Exercise requirements: Rewrite the data below as a JSON list of strings, with one string for each line and no strings for blank lines.

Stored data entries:
"""
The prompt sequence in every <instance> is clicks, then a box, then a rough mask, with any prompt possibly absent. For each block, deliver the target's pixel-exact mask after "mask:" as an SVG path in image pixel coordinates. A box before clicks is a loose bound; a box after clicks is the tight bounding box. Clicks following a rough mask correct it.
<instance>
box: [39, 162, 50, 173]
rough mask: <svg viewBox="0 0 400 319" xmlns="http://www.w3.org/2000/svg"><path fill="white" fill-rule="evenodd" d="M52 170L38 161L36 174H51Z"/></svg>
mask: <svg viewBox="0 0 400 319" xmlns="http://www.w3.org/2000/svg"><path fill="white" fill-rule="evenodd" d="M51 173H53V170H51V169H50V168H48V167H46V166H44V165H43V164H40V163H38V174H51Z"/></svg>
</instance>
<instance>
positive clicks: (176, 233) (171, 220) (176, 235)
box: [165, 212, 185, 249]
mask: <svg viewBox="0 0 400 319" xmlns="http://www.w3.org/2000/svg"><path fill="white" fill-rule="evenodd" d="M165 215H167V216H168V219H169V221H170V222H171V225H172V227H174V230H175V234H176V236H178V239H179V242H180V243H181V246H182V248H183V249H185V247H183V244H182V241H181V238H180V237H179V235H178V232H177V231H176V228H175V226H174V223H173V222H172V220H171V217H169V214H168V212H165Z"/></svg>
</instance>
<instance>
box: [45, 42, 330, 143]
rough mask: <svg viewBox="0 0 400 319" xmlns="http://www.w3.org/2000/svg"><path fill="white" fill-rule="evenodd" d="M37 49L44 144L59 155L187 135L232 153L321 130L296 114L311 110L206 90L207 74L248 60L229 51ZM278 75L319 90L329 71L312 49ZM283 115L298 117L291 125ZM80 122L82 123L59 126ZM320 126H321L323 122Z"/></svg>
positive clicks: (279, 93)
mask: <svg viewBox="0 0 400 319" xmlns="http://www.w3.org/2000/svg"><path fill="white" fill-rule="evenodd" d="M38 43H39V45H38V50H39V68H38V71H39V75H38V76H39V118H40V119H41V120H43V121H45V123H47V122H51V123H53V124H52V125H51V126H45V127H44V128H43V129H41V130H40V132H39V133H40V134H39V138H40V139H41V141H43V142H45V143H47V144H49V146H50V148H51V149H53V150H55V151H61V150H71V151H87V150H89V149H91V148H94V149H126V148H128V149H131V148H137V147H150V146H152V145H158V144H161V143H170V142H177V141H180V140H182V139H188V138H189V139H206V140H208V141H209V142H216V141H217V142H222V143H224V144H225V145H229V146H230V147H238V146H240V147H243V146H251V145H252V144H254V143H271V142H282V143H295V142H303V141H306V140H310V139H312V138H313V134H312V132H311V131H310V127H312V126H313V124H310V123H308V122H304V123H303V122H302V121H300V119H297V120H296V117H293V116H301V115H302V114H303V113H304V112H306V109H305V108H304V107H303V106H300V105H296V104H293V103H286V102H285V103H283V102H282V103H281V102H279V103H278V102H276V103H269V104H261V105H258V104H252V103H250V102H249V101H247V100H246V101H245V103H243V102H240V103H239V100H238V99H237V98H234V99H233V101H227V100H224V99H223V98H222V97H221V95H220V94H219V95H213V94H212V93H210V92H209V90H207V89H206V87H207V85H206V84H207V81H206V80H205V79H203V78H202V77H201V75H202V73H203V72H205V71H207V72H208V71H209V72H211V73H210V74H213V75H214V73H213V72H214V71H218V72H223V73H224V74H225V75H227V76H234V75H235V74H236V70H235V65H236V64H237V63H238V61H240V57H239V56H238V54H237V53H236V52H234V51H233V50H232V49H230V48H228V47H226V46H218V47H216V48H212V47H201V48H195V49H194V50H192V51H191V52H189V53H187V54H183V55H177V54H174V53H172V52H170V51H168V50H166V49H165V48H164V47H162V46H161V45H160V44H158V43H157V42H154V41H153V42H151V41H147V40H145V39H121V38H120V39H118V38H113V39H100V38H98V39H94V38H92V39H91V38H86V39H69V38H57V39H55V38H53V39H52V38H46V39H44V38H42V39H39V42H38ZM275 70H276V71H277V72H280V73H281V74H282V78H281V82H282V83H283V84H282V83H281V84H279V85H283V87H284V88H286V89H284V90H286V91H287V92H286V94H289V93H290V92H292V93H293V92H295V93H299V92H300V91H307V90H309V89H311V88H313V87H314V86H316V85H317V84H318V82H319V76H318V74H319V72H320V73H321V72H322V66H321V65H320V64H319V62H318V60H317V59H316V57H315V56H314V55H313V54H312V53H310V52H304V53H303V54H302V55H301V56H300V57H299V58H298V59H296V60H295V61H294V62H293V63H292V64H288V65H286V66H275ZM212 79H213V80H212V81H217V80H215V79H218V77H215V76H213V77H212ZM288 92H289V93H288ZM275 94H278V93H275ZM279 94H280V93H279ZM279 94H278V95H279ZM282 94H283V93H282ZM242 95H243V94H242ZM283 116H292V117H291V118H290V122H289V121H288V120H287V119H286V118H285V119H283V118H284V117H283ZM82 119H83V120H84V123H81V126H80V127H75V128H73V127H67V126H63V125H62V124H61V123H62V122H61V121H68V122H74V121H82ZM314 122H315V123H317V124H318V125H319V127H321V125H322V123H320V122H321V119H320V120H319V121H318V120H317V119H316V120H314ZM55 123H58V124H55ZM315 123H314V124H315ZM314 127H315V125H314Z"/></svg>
"""
Expected output:
[
  "The prompt sequence in every <instance> is clicks, then a box, then a rough mask, with any prompt possibly absent. For each block, deliver the target's pixel-exact mask after \"mask:\" as an SVG path in image pixel coordinates. A box before clicks is a loose bound; a box after clicks is the tight bounding box. Clicks following a rough mask correct it.",
  "<instance>",
  "box: [39, 162, 50, 173]",
  "rough mask: <svg viewBox=\"0 0 400 319\" xmlns=\"http://www.w3.org/2000/svg\"><path fill=\"white\" fill-rule=\"evenodd\" d=\"M52 170L38 161L36 174H51Z\"/></svg>",
  "mask: <svg viewBox=\"0 0 400 319\" xmlns=\"http://www.w3.org/2000/svg\"><path fill=\"white\" fill-rule=\"evenodd\" d=\"M51 173H53V170H51V169H50V168H48V167H46V166H44V165H43V164H40V163H38V174H51Z\"/></svg>",
  "</instance>",
  "<instance>",
  "positive clicks: (176, 233) (171, 220) (176, 235)",
  "box: [165, 212, 185, 249]",
  "mask: <svg viewBox=\"0 0 400 319\" xmlns=\"http://www.w3.org/2000/svg\"><path fill=\"white\" fill-rule=\"evenodd\" d=\"M165 215H167V216H168V219H169V221H170V222H171V225H172V227H174V230H175V234H176V236H178V239H179V242H180V243H181V246H182V248H183V249H185V247H183V244H182V241H181V238H180V237H179V235H178V232H177V231H176V228H175V226H174V223H173V222H172V220H171V217H169V214H168V212H165Z\"/></svg>",
  "</instance>",
  "<instance>",
  "box: [45, 42, 330, 143]",
  "rough mask: <svg viewBox=\"0 0 400 319\" xmlns=\"http://www.w3.org/2000/svg\"><path fill=\"white\" fill-rule=\"evenodd\" d=\"M37 49L44 144L59 155L187 135L232 153L321 130L296 114L311 110L206 90L207 74L248 60L229 51ZM278 75L319 90L329 71L312 49ZM283 115L298 117L291 125ZM80 122L82 123L59 126ZM320 126H321L323 122Z\"/></svg>",
  "positive clicks: (279, 93)",
  "mask: <svg viewBox=\"0 0 400 319\" xmlns=\"http://www.w3.org/2000/svg\"><path fill=\"white\" fill-rule=\"evenodd\" d=\"M38 43H39V45H38V50H39V68H38V71H39V75H38V76H39V118H40V119H41V120H43V121H45V123H47V122H51V123H53V124H52V125H51V126H45V127H44V128H43V129H41V130H40V132H39V133H40V134H39V138H40V139H41V141H43V142H45V143H47V144H49V146H50V148H51V149H53V150H55V151H61V150H71V151H87V150H89V149H91V148H94V149H126V148H128V149H131V148H137V147H150V146H152V145H158V144H161V143H170V142H177V141H180V140H182V139H188V138H189V139H206V140H208V141H209V142H216V141H217V142H222V143H224V144H225V145H229V146H230V147H238V146H240V147H243V146H251V145H252V144H254V143H271V142H282V143H295V142H303V141H306V140H310V139H312V138H313V134H312V132H311V131H310V127H312V126H313V124H310V123H308V122H304V123H303V122H302V121H300V119H297V120H296V117H293V116H301V115H302V114H303V113H304V112H306V109H305V108H304V107H303V106H300V105H296V104H293V103H286V102H285V103H283V102H282V103H281V102H279V103H278V102H276V103H269V104H261V105H258V104H252V103H250V102H249V101H247V100H246V101H245V103H243V102H240V103H239V100H238V99H237V98H234V99H233V101H227V100H224V99H223V98H222V97H221V95H220V94H219V95H213V94H212V93H210V92H209V90H207V89H206V87H207V85H206V84H207V81H206V80H205V79H203V78H202V77H201V75H202V73H203V72H205V71H207V72H208V71H209V72H211V73H210V74H213V75H214V73H213V72H214V71H218V72H223V73H224V74H225V75H227V76H234V75H235V74H236V70H235V65H236V64H237V63H238V61H240V57H239V56H238V54H237V53H236V52H234V51H233V50H232V49H230V48H228V47H226V46H218V47H216V48H212V47H201V48H195V49H194V50H192V51H191V52H189V53H187V54H183V55H177V54H174V53H172V52H170V51H168V50H166V49H165V48H164V47H162V46H161V45H160V44H158V43H157V42H154V41H153V42H151V41H147V40H145V39H121V38H120V39H118V38H113V39H100V38H98V39H94V38H92V39H91V38H86V39H69V38H57V39H55V38H53V39H52V38H46V39H44V38H42V39H39V42H38ZM275 70H276V71H277V72H280V73H281V74H282V78H281V82H282V83H283V84H282V83H281V84H279V85H283V87H284V88H286V89H284V90H286V91H287V92H286V94H289V93H290V92H292V93H293V92H295V93H299V92H300V91H307V90H309V89H311V88H313V87H314V86H316V85H317V84H318V82H319V76H318V74H319V72H320V73H321V72H322V66H321V65H320V64H319V62H318V60H317V59H316V57H315V56H314V55H313V54H312V53H310V52H304V53H303V54H302V55H301V56H300V57H299V58H298V59H296V60H295V61H294V62H293V63H292V64H288V65H286V66H275ZM212 79H213V80H212V81H217V80H215V79H218V77H215V76H213V77H212ZM288 92H289V93H288ZM275 94H278V93H275ZM279 94H280V93H279ZM279 94H278V95H279ZM282 94H283V93H282ZM242 95H243V94H242ZM283 116H292V117H291V118H290V122H289V121H288V120H287V119H286V118H285V119H283V118H284V117H283ZM82 119H83V120H84V123H81V126H80V127H75V128H73V127H67V126H63V125H62V124H61V123H62V122H61V121H68V122H74V121H82ZM314 122H315V123H317V124H318V125H319V127H321V125H322V123H320V122H321V119H320V120H319V121H318V120H317V119H316V120H314ZM55 123H58V124H55ZM315 123H314V124H315ZM314 127H315V125H314Z\"/></svg>"
]